Try it
Continue the biography of Bettina Hörstrup below, picking up after its final sentence.
[[ Text under study, beginning ]]
= Bettina Hörstrup =

German Lawyer

Bettina Hörstrup (born 1968 in Rheinberg as Bettina Ettwig) is a German lawyer and administrative director of the Potsdam Institute for Climate Impact Research (PIK) since 2020. Together with the scientific directors Ottmar Edenhofer and Johan Rockström, she forms the board of the Potsdam Institute for Climate Impact Research.

== Career ==
Bettina Hörstrup studied law in Bonn and completed her legal clerkship at the Regional Court of Cologne. She completed her doctorate under Prof. Meinhard Heinze on the subject of "Dismissal for operational reasons in insolvency". At the same time, she worked as a freelance lawyer in Berlin. Subsequently, in 1997, Hörstrup took up a position as legal advisor and assistant to the administrative director at the Helmholtz Centre Potsdam - GFZ German Research Centre for Geosciences. Two years later, she moved to the central administration of the trading group McPaper AG as deputy head of the legal department. In 2001, she returned to the GFZ as Head of the Human Resources Department and, from 2005, was also Deputy to the Administrative Director. From 2006 to 2008, Bettina Hörstrup was Chairwoman of the Helmholtz Association's Personnel Committee.
[[ Text under study, end ]]
[[ The data, beginning ]]
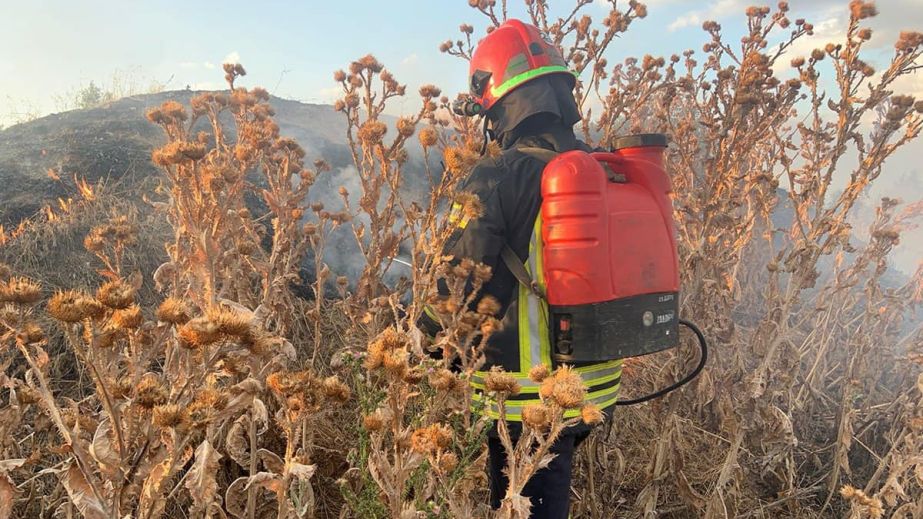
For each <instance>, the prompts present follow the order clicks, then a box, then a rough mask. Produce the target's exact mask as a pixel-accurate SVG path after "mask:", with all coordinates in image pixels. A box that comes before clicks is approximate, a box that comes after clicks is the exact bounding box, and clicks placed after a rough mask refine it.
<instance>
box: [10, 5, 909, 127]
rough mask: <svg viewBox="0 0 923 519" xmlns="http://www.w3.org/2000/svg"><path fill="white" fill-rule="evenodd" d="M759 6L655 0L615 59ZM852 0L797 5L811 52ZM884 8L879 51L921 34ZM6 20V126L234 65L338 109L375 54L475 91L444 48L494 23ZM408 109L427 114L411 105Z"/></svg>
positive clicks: (459, 9)
mask: <svg viewBox="0 0 923 519" xmlns="http://www.w3.org/2000/svg"><path fill="white" fill-rule="evenodd" d="M510 3H511V5H512V6H514V8H513V12H514V13H517V12H518V13H520V14H522V13H523V8H522V2H520V1H517V0H511V2H510ZM550 3H551V5H552V7H554V6H556V5H557V6H559V8H561V7H563V6H564V5H568V6H569V5H573V2H572V1H570V0H559V1H552V2H550ZM607 3H608V2H606V1H605V0H596V2H595V4H594V5H590V6H588V7H587V8H586V12H587V13H588V14H591V15H593V14H596V15H599V14H602V13H603V12H604V9H605V4H607ZM619 3H620V4H625V3H627V2H625V1H621V2H619ZM749 3H750V2H746V1H743V0H711V1H695V2H691V1H684V0H650V1H648V2H647V4H648V8H649V13H650V15H649V16H648V17H647V18H646V19H644V20H641V21H640V22H638V24H637V26H635V27H633V28H632V29H631V30H630V31H629V32H628V34H627V35H626V36H625V37H624V38H622V39H621V40H620V41H618V42H617V43H616V45H615V46H614V48H613V58H614V59H619V58H622V57H625V56H629V55H643V54H644V53H651V54H654V55H669V54H671V53H673V52H679V51H681V50H683V49H685V48H694V49H700V48H701V44H702V42H703V41H704V38H703V33H702V31H701V28H700V27H701V23H702V21H704V20H706V19H717V20H718V21H720V22H722V23H723V25H724V27H725V28H726V31H728V32H733V31H735V30H737V31H739V29H737V27H738V26H740V27H742V26H743V23H742V20H743V10H744V9H745V8H746V6H747V5H748V4H749ZM764 3H765V2H764ZM846 3H847V2H846V0H842V1H835V0H792V1H791V2H790V4H791V5H792V8H793V11H794V13H796V14H795V16H796V17H805V18H807V19H809V20H810V21H813V22H814V23H815V26H817V27H818V29H819V30H818V35H817V36H816V38H815V39H816V41H815V42H806V43H805V44H803V45H802V48H801V49H800V50H801V51H803V52H810V49H811V48H813V47H814V46H822V45H823V43H826V41H828V40H827V39H825V38H829V37H834V36H836V34H837V33H838V32H840V33H841V32H842V30H843V27H844V26H845V17H846V12H847V8H846ZM879 5H880V7H881V10H882V15H881V16H880V17H879V18H877V19H875V20H873V22H872V26H873V27H875V28H876V29H879V28H880V29H881V30H880V31H876V38H875V40H873V43H877V44H878V45H879V46H882V47H890V44H891V43H893V41H894V38H895V37H896V34H897V31H898V30H899V29H901V28H904V29H909V28H915V29H918V30H919V29H923V0H887V1H880V2H879ZM0 14H2V16H0V77H2V80H0V123H7V124H9V123H10V122H12V119H14V118H15V116H16V115H17V114H20V113H22V112H24V111H31V112H35V113H41V114H44V113H49V112H52V111H56V110H60V109H62V108H64V105H63V104H62V102H61V98H62V97H63V98H66V97H68V96H69V95H70V94H71V93H72V92H73V91H74V90H75V89H76V88H77V87H79V86H80V85H85V84H86V83H88V82H89V81H91V80H93V81H95V82H96V83H97V84H99V85H102V86H104V87H105V86H107V85H110V84H111V83H112V82H113V76H114V75H116V76H118V78H119V80H120V81H121V82H122V83H123V84H131V85H132V86H134V88H135V89H141V90H143V89H145V88H146V87H147V85H148V84H150V83H151V82H152V81H157V82H161V83H166V84H167V88H168V89H181V88H185V86H186V85H190V86H192V87H193V88H219V87H221V86H222V73H221V71H220V64H221V62H222V61H224V60H226V59H239V60H240V61H241V62H242V63H243V64H244V65H245V66H246V68H247V70H248V71H249V73H250V75H249V76H248V77H247V78H246V81H245V84H262V85H263V86H265V87H266V88H268V89H269V90H270V91H271V92H273V93H274V94H276V95H279V96H282V97H287V98H292V99H299V100H302V101H308V102H330V101H331V100H332V99H333V98H334V96H335V92H336V90H335V88H334V85H333V83H332V80H331V75H332V72H333V71H334V70H335V69H337V68H341V67H344V66H345V65H346V64H348V63H349V61H350V60H352V59H354V58H357V57H359V56H362V55H364V54H366V53H368V52H373V53H374V54H375V55H376V56H377V57H378V58H379V59H380V60H381V61H382V62H383V63H385V65H386V66H388V68H390V69H391V70H392V71H393V72H394V73H395V74H396V76H397V77H398V79H399V80H401V81H404V82H406V83H407V84H408V86H410V87H412V88H411V90H410V91H413V90H415V88H416V87H417V86H418V85H420V84H422V83H427V82H431V83H435V84H437V85H439V86H440V87H442V88H443V90H444V91H446V92H447V93H454V92H456V91H459V90H461V89H463V88H464V85H465V68H466V66H465V64H464V63H463V62H462V61H460V60H458V59H457V58H452V57H450V56H447V55H444V54H441V53H439V51H438V49H437V47H438V45H439V43H440V42H441V41H443V40H445V39H447V38H449V37H453V38H454V37H455V36H456V35H457V34H458V29H457V28H458V25H459V23H462V22H466V23H471V24H473V25H475V27H477V28H479V29H480V28H481V27H483V22H484V18H483V17H482V16H481V15H480V14H479V13H477V12H476V11H475V10H473V9H471V8H469V7H468V5H467V1H466V0H392V1H391V2H381V1H371V0H338V1H334V2H330V1H323V2H320V1H303V2H282V1H260V2H255V1H249V2H243V1H238V0H226V1H223V2H216V1H194V0H187V1H176V0H161V1H157V2H154V1H133V2H127V1H124V0H84V1H80V2H75V1H73V0H31V1H23V0H0ZM479 33H481V32H479ZM481 34H482V33H481ZM610 61H612V60H610ZM918 75H919V74H918ZM907 88H908V89H909V90H911V91H917V90H919V91H920V92H923V81H921V80H919V79H917V80H916V81H914V82H908V87H907ZM56 98H57V99H56ZM405 106H406V109H412V108H413V107H414V106H415V104H414V102H413V100H408V101H407V102H406V104H405ZM396 108H397V109H399V108H400V107H396Z"/></svg>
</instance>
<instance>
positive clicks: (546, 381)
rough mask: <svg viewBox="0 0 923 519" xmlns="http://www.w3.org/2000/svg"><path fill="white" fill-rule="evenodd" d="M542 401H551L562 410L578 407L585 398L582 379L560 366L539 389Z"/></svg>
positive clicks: (584, 389)
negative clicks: (552, 401) (563, 408)
mask: <svg viewBox="0 0 923 519" xmlns="http://www.w3.org/2000/svg"><path fill="white" fill-rule="evenodd" d="M539 396H541V397H542V399H551V400H552V401H553V402H554V403H556V404H557V405H558V406H560V407H562V408H564V409H574V408H577V407H580V405H581V404H582V403H583V400H584V398H585V397H586V387H585V386H584V385H583V379H581V378H580V375H579V374H577V372H576V371H574V370H573V368H571V367H570V366H562V367H560V368H558V369H557V370H555V372H554V373H553V374H552V375H551V376H550V377H548V378H546V379H545V380H544V381H543V382H542V385H541V387H540V388H539Z"/></svg>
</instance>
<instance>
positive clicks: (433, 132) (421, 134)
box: [418, 127, 438, 148]
mask: <svg viewBox="0 0 923 519" xmlns="http://www.w3.org/2000/svg"><path fill="white" fill-rule="evenodd" d="M418 138H419V139H420V144H421V145H423V147H424V148H426V147H429V146H432V145H434V144H436V142H437V140H438V137H437V135H436V130H434V129H432V128H429V127H426V128H423V129H422V130H420V134H419V136H418Z"/></svg>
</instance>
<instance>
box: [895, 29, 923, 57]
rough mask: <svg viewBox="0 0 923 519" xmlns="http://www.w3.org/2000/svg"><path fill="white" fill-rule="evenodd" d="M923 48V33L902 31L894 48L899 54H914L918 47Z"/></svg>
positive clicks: (897, 39) (913, 31)
mask: <svg viewBox="0 0 923 519" xmlns="http://www.w3.org/2000/svg"><path fill="white" fill-rule="evenodd" d="M920 46H923V33H920V32H916V31H901V35H900V36H899V37H898V39H897V42H896V43H895V44H894V48H895V49H897V50H898V51H899V52H904V53H907V52H913V51H914V50H916V49H917V48H918V47H920Z"/></svg>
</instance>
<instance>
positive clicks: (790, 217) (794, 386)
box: [441, 0, 923, 517]
mask: <svg viewBox="0 0 923 519" xmlns="http://www.w3.org/2000/svg"><path fill="white" fill-rule="evenodd" d="M525 3H526V6H527V7H526V9H527V12H528V13H529V14H530V15H531V16H530V17H531V18H532V21H533V23H535V24H536V25H538V26H539V27H540V28H542V29H543V30H545V31H546V32H547V33H548V34H549V36H550V37H551V39H552V40H553V41H555V42H556V43H557V44H558V45H559V46H561V47H562V52H563V55H564V56H567V57H568V59H569V60H570V62H571V66H572V67H574V68H577V69H578V70H584V71H586V70H591V71H592V73H591V74H586V73H584V74H582V75H581V77H580V80H579V81H578V87H577V93H578V100H580V101H581V107H582V108H583V109H584V110H583V111H584V121H583V134H584V138H585V139H587V140H588V141H590V142H598V143H600V144H602V145H605V144H607V143H609V142H611V139H613V138H614V137H617V136H619V135H623V134H625V133H639V132H652V131H654V132H662V133H666V134H668V135H670V136H671V140H672V142H671V146H670V149H669V152H668V153H669V154H668V163H669V169H670V171H671V173H672V177H673V187H674V192H675V198H674V207H675V216H676V219H677V223H678V230H679V233H680V235H679V238H680V240H679V245H680V256H681V270H682V277H683V279H684V286H683V290H682V294H683V301H682V303H683V313H684V315H685V316H687V318H691V319H693V320H695V321H698V322H700V323H703V324H704V325H705V329H706V332H707V335H709V336H710V337H711V338H712V340H713V342H715V343H716V349H717V351H716V355H715V361H714V362H713V363H712V364H711V366H712V367H711V368H709V369H708V370H707V371H706V373H705V374H704V375H703V377H702V378H701V380H700V381H699V383H698V384H697V385H696V386H693V388H692V390H686V391H685V392H683V393H682V394H679V395H674V396H672V397H670V398H669V399H667V400H666V401H665V402H663V403H655V404H652V405H650V406H649V407H647V408H645V409H639V410H626V411H625V413H626V416H624V417H621V418H620V416H618V415H617V416H616V417H615V424H616V425H615V430H614V432H615V433H616V434H613V435H612V440H611V441H610V442H608V443H607V445H606V447H605V449H604V451H605V452H608V453H609V454H608V455H605V456H604V457H603V458H602V459H599V458H593V459H589V458H588V459H586V462H587V463H588V465H587V466H585V467H584V469H585V470H586V471H587V472H594V471H598V470H599V469H598V468H595V467H601V468H603V469H604V470H611V471H612V472H611V473H607V472H605V471H604V472H601V473H597V474H593V475H595V476H596V477H595V478H593V477H589V476H590V474H584V477H586V478H587V481H588V482H593V484H594V485H599V484H600V483H601V484H602V485H603V486H604V487H605V488H607V489H609V490H608V491H606V490H602V489H600V488H592V489H591V490H590V491H589V492H587V494H588V496H587V499H586V500H585V501H586V502H578V503H577V509H578V511H581V512H588V513H590V512H593V511H596V513H597V514H598V513H599V511H600V510H606V509H609V510H622V511H625V512H628V513H629V514H630V515H632V516H634V515H637V516H650V515H652V514H654V513H656V512H657V511H661V510H664V509H668V510H669V509H672V510H687V511H690V513H693V514H695V515H702V516H706V517H721V516H725V515H734V514H735V513H744V514H749V515H747V516H758V515H760V514H761V513H766V514H769V515H773V516H775V515H778V514H782V515H788V514H790V515H794V516H798V515H800V514H802V513H804V514H810V513H812V512H810V511H809V510H810V509H812V508H815V507H816V509H817V510H823V509H825V508H827V509H829V507H831V506H834V507H836V509H842V504H843V502H842V501H836V500H831V499H830V498H831V497H836V496H837V493H836V490H837V489H838V488H839V486H840V485H841V484H842V482H843V478H844V476H847V477H849V478H850V479H851V480H852V481H853V482H857V481H862V482H863V483H865V482H867V483H868V485H869V486H868V488H867V489H866V490H865V492H866V493H867V494H868V495H872V494H874V490H875V488H876V486H878V485H881V481H882V480H883V478H885V475H886V474H887V473H888V468H887V467H889V466H890V464H891V462H890V461H887V460H891V459H892V458H894V457H900V459H901V460H907V459H915V458H913V454H912V453H908V451H907V450H906V449H907V448H908V447H907V442H906V441H905V439H904V438H905V437H904V436H901V435H900V433H899V431H901V430H902V426H900V425H899V422H900V419H899V418H898V416H899V415H898V413H897V408H901V409H903V407H901V405H898V404H893V403H892V402H895V401H902V402H903V401H904V399H905V398H909V401H910V402H914V401H916V400H917V398H916V397H915V396H912V395H915V390H914V389H913V381H915V380H916V376H915V373H916V372H917V369H918V368H916V367H914V365H913V364H908V363H906V362H904V363H901V362H900V361H899V360H898V359H901V358H906V355H907V354H908V352H909V351H910V346H911V345H912V344H915V342H917V341H919V336H920V330H919V326H916V327H915V325H910V324H908V322H907V318H908V317H909V318H912V317H913V316H914V315H915V314H914V312H916V308H917V307H916V305H917V304H918V303H919V299H918V294H919V284H920V279H919V275H917V276H913V277H912V279H910V280H908V281H907V282H906V283H905V284H904V285H903V286H901V287H897V288H886V280H885V279H884V278H883V275H884V272H885V270H886V268H887V258H888V255H889V253H890V251H891V249H892V248H893V245H894V244H895V243H896V241H895V240H897V239H899V236H900V234H901V233H902V232H904V231H905V229H907V228H908V226H909V225H910V224H911V223H912V219H913V218H914V213H915V212H917V211H918V210H919V209H918V205H912V206H909V208H908V209H907V211H906V212H905V213H904V214H903V216H901V217H900V218H896V219H895V220H894V221H891V220H890V219H889V218H890V217H885V220H883V221H881V222H879V223H878V224H876V226H874V227H873V228H872V230H871V235H872V236H871V238H870V240H869V244H868V246H867V247H865V248H863V249H862V250H856V248H855V245H854V244H855V240H854V239H852V234H853V233H852V229H851V221H852V217H853V214H854V213H855V210H854V208H855V206H856V203H857V202H858V201H859V200H860V197H862V196H863V194H864V193H866V192H867V190H868V187H869V185H870V184H871V183H873V182H874V181H875V180H876V179H878V177H879V176H880V175H881V172H882V167H883V164H884V163H885V162H886V160H887V159H888V158H889V157H890V156H891V155H892V154H893V153H894V152H895V151H896V150H897V149H899V148H900V147H902V146H905V145H907V144H908V143H909V142H911V141H913V140H914V139H915V138H917V137H918V135H919V132H920V129H921V124H923V119H921V116H920V113H921V111H923V104H921V103H920V102H919V101H918V100H914V99H913V98H911V97H909V96H903V95H894V94H893V92H892V91H891V89H892V86H893V85H894V81H895V80H896V79H897V78H899V77H902V76H905V75H907V74H912V73H916V71H917V70H918V69H919V67H920V63H919V62H920V55H921V52H923V38H921V36H920V34H919V33H917V32H905V33H902V34H901V37H900V40H899V41H898V42H897V43H896V44H895V53H894V55H893V58H892V60H891V62H890V63H889V64H888V65H887V66H886V67H884V69H883V70H882V71H880V72H876V71H875V70H874V68H873V67H872V66H870V65H869V63H868V62H866V61H864V59H863V58H862V57H861V56H862V55H863V54H864V53H865V49H864V48H865V47H866V46H867V41H868V40H869V39H870V38H871V37H872V33H871V30H870V29H868V28H867V27H865V26H864V24H865V22H864V20H866V19H868V18H869V17H871V16H874V15H875V14H876V12H877V10H876V8H875V6H874V5H873V4H872V3H871V2H863V1H859V0H854V1H852V2H850V4H849V14H850V18H849V23H848V25H847V30H846V37H845V39H844V41H842V42H834V43H831V44H829V45H827V46H826V47H825V48H822V49H816V50H815V51H813V52H812V53H811V55H810V56H792V55H791V52H790V50H791V48H792V47H793V45H794V43H795V42H797V41H798V40H800V39H801V38H803V37H804V36H806V35H811V34H813V30H814V28H813V26H812V25H811V23H809V22H807V21H805V20H803V19H794V17H790V14H789V6H788V3H787V2H779V3H778V6H777V7H776V8H774V9H773V8H769V7H758V6H755V7H750V8H748V9H747V11H746V16H747V28H748V30H747V33H746V35H745V36H744V38H742V40H741V42H740V44H739V45H736V44H730V43H728V42H726V40H725V38H724V36H723V35H722V28H721V26H720V25H719V24H717V23H715V22H706V23H705V24H704V25H703V28H704V30H705V32H706V33H707V35H708V41H707V42H706V44H705V45H704V46H703V49H702V51H703V53H704V58H698V57H697V56H696V54H697V52H696V51H693V50H686V51H685V52H682V53H677V54H676V55H673V56H670V57H668V58H663V57H656V56H644V57H643V58H641V59H636V58H628V59H626V60H624V62H623V63H618V64H615V65H614V66H610V65H608V64H607V63H606V57H605V56H604V54H603V52H604V51H605V44H606V41H607V40H606V38H607V37H608V36H607V35H609V34H610V33H611V32H612V31H613V30H615V31H616V33H617V32H619V31H620V30H624V29H625V28H627V26H628V23H629V22H630V21H632V20H633V19H634V18H637V17H642V16H643V15H644V14H645V12H646V8H645V7H644V6H643V5H641V4H638V3H635V2H630V3H629V5H628V7H627V8H626V9H625V10H623V11H619V10H618V9H617V8H616V6H615V5H613V8H612V10H611V12H610V13H609V14H608V16H606V17H605V19H604V20H603V24H602V26H601V27H598V26H594V22H593V21H592V20H591V19H590V18H589V17H588V16H580V14H577V13H578V11H580V10H581V8H582V7H584V4H586V3H587V2H577V3H576V6H575V7H576V9H575V10H574V11H572V10H571V9H572V8H573V7H574V6H573V5H572V6H564V7H563V9H564V10H563V11H561V12H562V13H563V14H564V15H563V16H561V17H552V16H550V15H549V8H548V2H540V1H536V2H532V1H527V2H525ZM469 4H470V5H471V6H472V7H474V8H475V9H477V10H478V11H480V12H481V13H483V14H484V15H486V18H487V21H488V24H489V25H491V26H496V25H498V24H499V23H500V22H502V20H503V19H505V17H506V16H507V14H508V13H507V11H508V6H507V4H506V2H501V3H499V6H498V4H497V3H496V2H492V1H481V2H469ZM462 32H463V33H464V39H463V40H460V41H457V42H451V41H449V42H446V43H444V44H443V45H442V47H441V50H443V52H448V53H449V54H452V55H456V56H458V57H461V58H463V59H468V58H470V55H471V43H470V42H471V40H472V36H471V34H472V32H473V31H472V29H471V26H469V25H463V26H462ZM594 38H596V39H594ZM597 50H598V51H599V52H597ZM680 54H681V55H680ZM588 61H590V62H592V63H588ZM784 63H785V64H790V65H791V70H792V73H785V72H784V68H785V67H784V66H783V64H784ZM828 73H829V74H831V77H830V79H829V81H828V80H826V79H825V78H826V76H827V74H828ZM831 87H832V88H831ZM588 96H595V98H596V99H597V100H598V101H599V103H600V104H601V105H602V109H601V111H600V112H599V115H598V116H594V115H593V114H592V113H591V112H590V110H589V109H588V108H589V104H588V103H587V102H586V99H587V98H588ZM870 119H873V120H874V121H875V122H874V123H872V124H868V123H867V121H868V120H870ZM850 155H852V156H853V157H854V158H852V160H848V159H849V158H851V157H850ZM847 162H854V163H856V164H858V166H856V167H855V168H853V170H852V171H851V172H849V173H844V172H843V171H842V170H843V169H844V164H845V163H847ZM844 176H845V177H847V179H846V180H847V182H846V187H845V188H844V189H842V191H836V190H835V189H834V187H833V186H835V185H836V179H837V178H843V177H844ZM893 204H894V202H893V201H890V200H885V201H884V202H883V206H882V209H881V211H883V213H882V214H890V212H893V211H892V209H893V208H891V207H889V206H892V205H893ZM788 214H791V217H790V218H789V217H787V216H786V215H788ZM780 220H787V221H785V222H784V223H783V225H784V226H785V227H782V228H778V226H779V221H780ZM789 223H790V225H789ZM767 258H768V259H767ZM832 258H836V259H832ZM831 269H832V271H833V272H832V273H831V274H826V273H823V274H822V272H825V271H826V272H830V270H831ZM847 272H849V273H847ZM856 305H861V307H860V308H864V310H859V309H857V308H856ZM850 316H851V317H850ZM872 352H874V357H872V356H871V355H873V354H872ZM658 357H659V358H652V359H641V360H639V361H635V362H633V363H631V364H630V365H627V366H626V371H625V373H626V380H631V381H632V385H634V386H641V387H643V388H644V389H651V388H654V387H657V386H662V385H663V384H664V383H666V382H672V381H673V380H674V377H675V376H676V374H677V372H678V370H679V366H681V365H684V364H686V363H688V362H689V361H690V360H691V359H690V358H689V357H690V355H689V354H688V353H686V352H685V351H680V352H678V354H669V355H660V356H658ZM664 357H667V358H670V357H672V358H671V362H669V363H668V364H667V369H663V368H662V367H663V365H664ZM872 358H875V359H876V361H881V360H883V359H895V363H894V365H891V364H889V363H887V362H884V364H881V363H879V362H872V361H871V359H872ZM856 384H859V385H858V386H856ZM639 389H640V388H639ZM901 395H903V397H902V396H901ZM860 402H861V404H859V403H860ZM904 412H907V411H904ZM819 417H823V418H821V419H818V418H819ZM650 438H656V439H657V440H656V441H653V442H651V441H650ZM588 443H589V445H591V446H592V445H594V443H595V442H593V441H590V442H588ZM587 452H588V453H595V454H596V455H598V451H594V450H592V449H590V450H588V451H587ZM892 452H893V454H890V453H892ZM703 453H704V454H703ZM632 459H635V460H639V461H640V460H649V463H646V464H644V463H640V462H638V461H636V462H634V463H632V462H631V460H632ZM716 460H720V461H716ZM908 463H909V462H906V463H898V464H896V465H895V467H903V470H904V472H900V469H898V470H899V472H897V474H905V473H906V470H908V467H910V466H913V464H912V463H909V464H908ZM812 464H813V465H814V467H816V468H810V467H811V465H812ZM852 464H855V465H858V466H861V467H862V468H861V470H857V469H856V467H851V466H850V465H852ZM639 468H640V469H641V470H639ZM613 474H615V476H613ZM600 476H602V477H600ZM896 477H897V478H903V477H904V476H900V475H898V476H896ZM901 481H903V479H902V480H901ZM907 484H909V485H911V486H913V488H914V490H913V492H911V491H909V490H908V491H901V492H896V491H894V490H893V489H892V490H891V491H889V495H891V496H894V498H893V499H892V501H891V502H886V501H883V502H884V503H885V506H895V507H896V506H899V505H900V504H901V503H902V502H904V503H907V502H913V501H914V500H915V498H914V497H913V496H915V495H919V492H920V490H919V489H918V483H912V482H909V481H908V482H907ZM618 495H621V496H624V497H625V498H627V500H626V501H623V502H625V503H626V504H627V505H628V506H627V508H626V507H625V506H622V507H621V508H620V506H619V501H617V500H616V499H605V498H600V497H599V496H618ZM600 501H605V502H600ZM757 503H761V504H762V505H764V506H768V507H769V508H768V510H770V511H767V512H756V511H754V510H755V507H756V506H757ZM908 506H909V505H908ZM903 510H906V508H905V509H903ZM594 516H598V515H594Z"/></svg>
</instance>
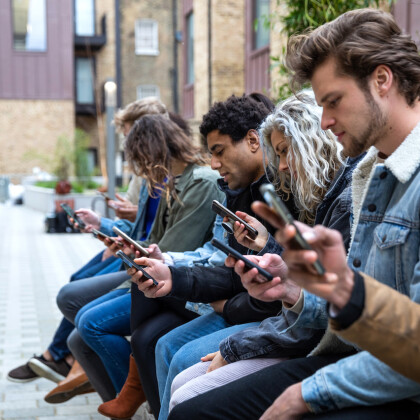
[[ The data, end ]]
Exercise response
In 2011, she received the Master of Management from Malik Management Zentrum St. Gallen, Switzerland.

Since August 2020, she is the first Administrative Director at PIK.

In 2023 Bettina Hörstrup was appointed to the Advisory Board of the Leibniz Centre for Tropical Marine Research (ZMT).

== Publications ==
- Bettina Ettwig: Die betriebsbedingte Kündigung in der Insolvenz. Luchterhand Verlag, 2000. ISBN 3-472-04009-2, ISBN 978-3-472-04009-5 (German)
- SAE (Sammlung Arbeitsrechtlicher Entscheidungen) Maßgebliche Kündigungsfrist im Konkurs und in der Insolvenz – Besprechung des Urteils des BAG vom 19.01.2000 – 4 AZR 70/99 (Bettina Ettwig) (German)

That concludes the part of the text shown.